Job =>
Turn the rows below into a Markdown table with two columns, No. and Line, giving each row a number and its text. Leave out any blank lines.

»»

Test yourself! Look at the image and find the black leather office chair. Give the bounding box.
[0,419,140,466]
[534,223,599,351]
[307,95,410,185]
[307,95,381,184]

««

Expected answer =>
| No. | Line |
|---|---|
| 1 | Test yourself! Look at the image and find the black leather office chair. Give the bounding box. |
| 2 | [0,419,140,466] |
| 3 | [534,223,599,351] |
| 4 | [307,95,410,185] |
| 5 | [307,95,381,184] |